▸ EXERCISE DESCRIPTION
Your answer is the line containing "target: tugboat" plus every line after it to the end of the data below, transcribed exactly and with nothing else.

* * * * * * * * *

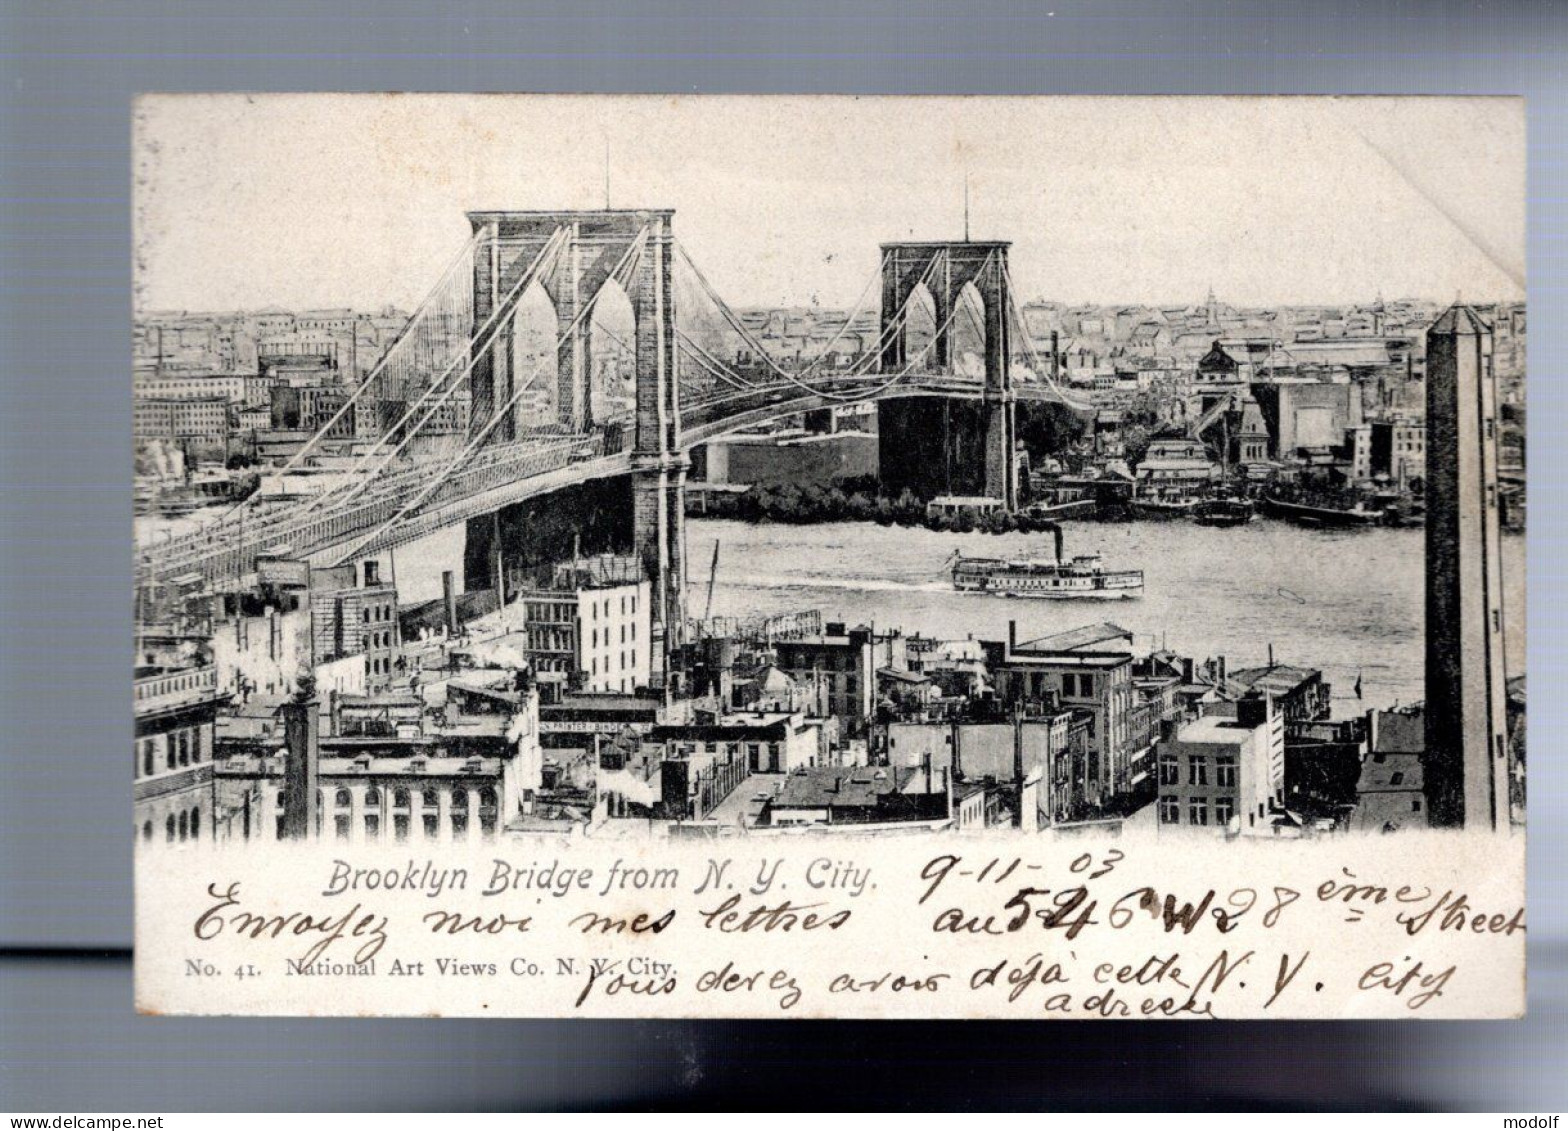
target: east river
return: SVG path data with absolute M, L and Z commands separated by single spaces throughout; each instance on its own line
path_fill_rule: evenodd
M 687 524 L 692 612 L 701 615 L 721 543 L 715 616 L 820 609 L 824 619 L 872 622 L 944 638 L 1027 640 L 1095 621 L 1230 670 L 1267 662 L 1323 669 L 1335 714 L 1424 698 L 1424 534 L 1417 529 L 1312 530 L 1258 519 L 1229 529 L 1190 522 L 1069 523 L 1067 553 L 1100 553 L 1111 569 L 1141 569 L 1143 596 L 1042 601 L 958 593 L 944 570 L 955 550 L 1044 558 L 1049 534 L 938 534 L 872 523 Z M 1511 674 L 1524 671 L 1524 539 L 1503 540 Z M 1357 676 L 1362 699 L 1355 698 Z
M 162 520 L 138 519 L 155 537 Z M 824 620 L 897 627 L 907 634 L 1005 640 L 1007 622 L 1029 640 L 1095 621 L 1135 633 L 1140 649 L 1168 647 L 1230 670 L 1266 663 L 1323 669 L 1336 715 L 1425 698 L 1424 533 L 1329 531 L 1257 519 L 1217 528 L 1191 522 L 1067 523 L 1067 553 L 1099 553 L 1110 569 L 1141 569 L 1143 596 L 1122 601 L 1040 601 L 958 593 L 944 566 L 975 557 L 1044 558 L 1048 534 L 937 534 L 875 523 L 751 525 L 687 520 L 689 600 L 707 600 L 720 542 L 713 615 L 753 617 L 819 609 Z M 441 570 L 462 561 L 462 528 L 399 550 L 393 567 L 407 603 L 441 593 Z M 1524 671 L 1525 540 L 1503 536 L 1510 674 Z M 1362 698 L 1355 698 L 1357 677 Z

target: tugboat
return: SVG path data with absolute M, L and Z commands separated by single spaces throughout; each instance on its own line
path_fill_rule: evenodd
M 1252 521 L 1251 499 L 1208 499 L 1193 517 L 1199 526 L 1245 526 Z
M 962 552 L 955 553 L 948 559 L 953 569 L 953 588 L 961 593 L 1046 600 L 1114 601 L 1142 595 L 1141 569 L 1106 569 L 1098 554 L 1079 554 L 1070 560 L 1064 559 L 1061 529 L 1057 528 L 1054 533 L 1054 562 L 966 558 Z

* * * * * * * * *

▸ OUTPUT OF THE TASK
target: tugboat
return: SVG path data with absolute M, L and Z commands separated by single spaces throughout; each instance on its own line
path_fill_rule: evenodd
M 1252 521 L 1251 499 L 1208 499 L 1193 517 L 1199 526 L 1245 526 Z
M 962 552 L 955 553 L 948 559 L 953 569 L 953 588 L 961 593 L 1046 600 L 1114 601 L 1142 595 L 1141 569 L 1106 569 L 1098 554 L 1079 554 L 1070 560 L 1064 559 L 1061 529 L 1057 528 L 1054 533 L 1054 562 L 966 558 Z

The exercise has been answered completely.